Copy every line of the listing, requests included, starting at the line containing "Drop a pin on the wooden dining" and ending at the last line of the listing, offsetting each answer coordinate by adding 26 to both its x and y values. Leave the numbers in the requests and their format samples unchanged.

-- Start of Input records --

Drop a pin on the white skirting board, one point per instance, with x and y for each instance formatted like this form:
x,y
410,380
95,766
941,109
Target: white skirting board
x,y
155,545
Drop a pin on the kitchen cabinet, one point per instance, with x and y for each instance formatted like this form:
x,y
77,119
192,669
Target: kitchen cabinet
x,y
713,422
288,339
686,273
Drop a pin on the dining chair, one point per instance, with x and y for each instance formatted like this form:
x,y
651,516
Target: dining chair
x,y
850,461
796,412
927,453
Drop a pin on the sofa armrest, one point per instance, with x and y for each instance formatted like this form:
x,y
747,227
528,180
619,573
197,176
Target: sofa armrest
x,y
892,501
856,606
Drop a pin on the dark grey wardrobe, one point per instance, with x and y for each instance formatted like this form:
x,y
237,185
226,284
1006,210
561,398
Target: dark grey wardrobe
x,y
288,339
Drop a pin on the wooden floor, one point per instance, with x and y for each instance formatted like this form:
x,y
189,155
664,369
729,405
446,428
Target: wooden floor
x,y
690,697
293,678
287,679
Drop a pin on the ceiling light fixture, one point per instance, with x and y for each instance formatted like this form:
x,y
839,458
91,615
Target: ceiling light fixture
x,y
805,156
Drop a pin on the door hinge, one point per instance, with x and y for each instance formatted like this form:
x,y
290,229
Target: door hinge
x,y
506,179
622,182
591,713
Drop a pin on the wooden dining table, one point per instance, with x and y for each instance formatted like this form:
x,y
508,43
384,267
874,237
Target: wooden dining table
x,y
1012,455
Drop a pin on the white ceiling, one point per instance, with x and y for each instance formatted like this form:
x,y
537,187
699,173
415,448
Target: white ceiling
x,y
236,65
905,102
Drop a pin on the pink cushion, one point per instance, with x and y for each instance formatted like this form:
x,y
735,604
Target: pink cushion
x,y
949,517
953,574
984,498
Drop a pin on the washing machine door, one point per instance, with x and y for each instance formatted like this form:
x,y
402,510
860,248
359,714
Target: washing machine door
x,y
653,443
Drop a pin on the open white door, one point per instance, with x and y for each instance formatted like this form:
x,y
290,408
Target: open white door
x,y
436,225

-- End of Input records --

● **The result**:
Drop a pin on the wooden dining table, one point per instance, with x and y for each instance formatted like this form:
x,y
508,43
384,267
874,237
Target: wooden dining table
x,y
1038,481
Drop a pin on the white ceiling, one point per instance, with x and y for each instance formatted like this form:
x,y
537,187
699,173
415,448
Target: white ceiling
x,y
262,91
931,128
Drop a pin on the pink cushion, one point per instance, with x and y for each instance formatted like this form:
x,y
735,604
Target: pink cushion
x,y
975,543
979,600
1010,524
Drop a pin on the washing machine door, one point per instance, with x and y for each instance formatted like this form:
x,y
402,510
860,248
359,714
Target: washing machine door
x,y
679,469
Drop a pin on the open white door, one point per instance, with x and y for each instance formatted like this form:
x,y
290,408
Target: open white door
x,y
462,251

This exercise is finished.